**Stated task:** Reproduce every line of the entries below, substituting "circle" for each occurrence of "disc" and leaving all other text unaltered. Omit the pictures from your reproduction.

Dataset entries about object locations
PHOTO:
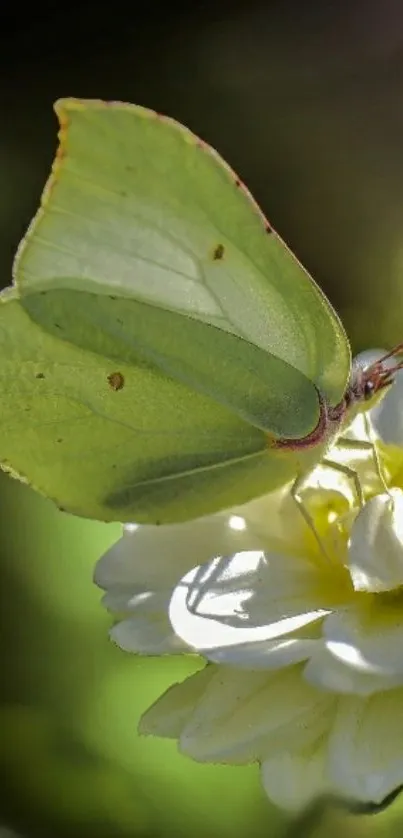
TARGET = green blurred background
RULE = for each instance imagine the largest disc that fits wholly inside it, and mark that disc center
(305, 100)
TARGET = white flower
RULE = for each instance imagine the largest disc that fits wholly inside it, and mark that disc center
(304, 642)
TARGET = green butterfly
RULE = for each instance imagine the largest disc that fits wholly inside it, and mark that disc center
(175, 357)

**Correct result:**
PHOTO:
TARGET = green blurred background
RULE = for each instance imagine the largest circle that fits wholly inside it, and mark that circle center
(305, 100)
TARGET = white flower
RULE = for each instance imagine the largest circle that fits wholly inside it, and mark that circle center
(304, 642)
TARGET = green butterfly
RULE = for each instance imagine the largest circle that fits wholly inside it, and mark that circle center
(175, 357)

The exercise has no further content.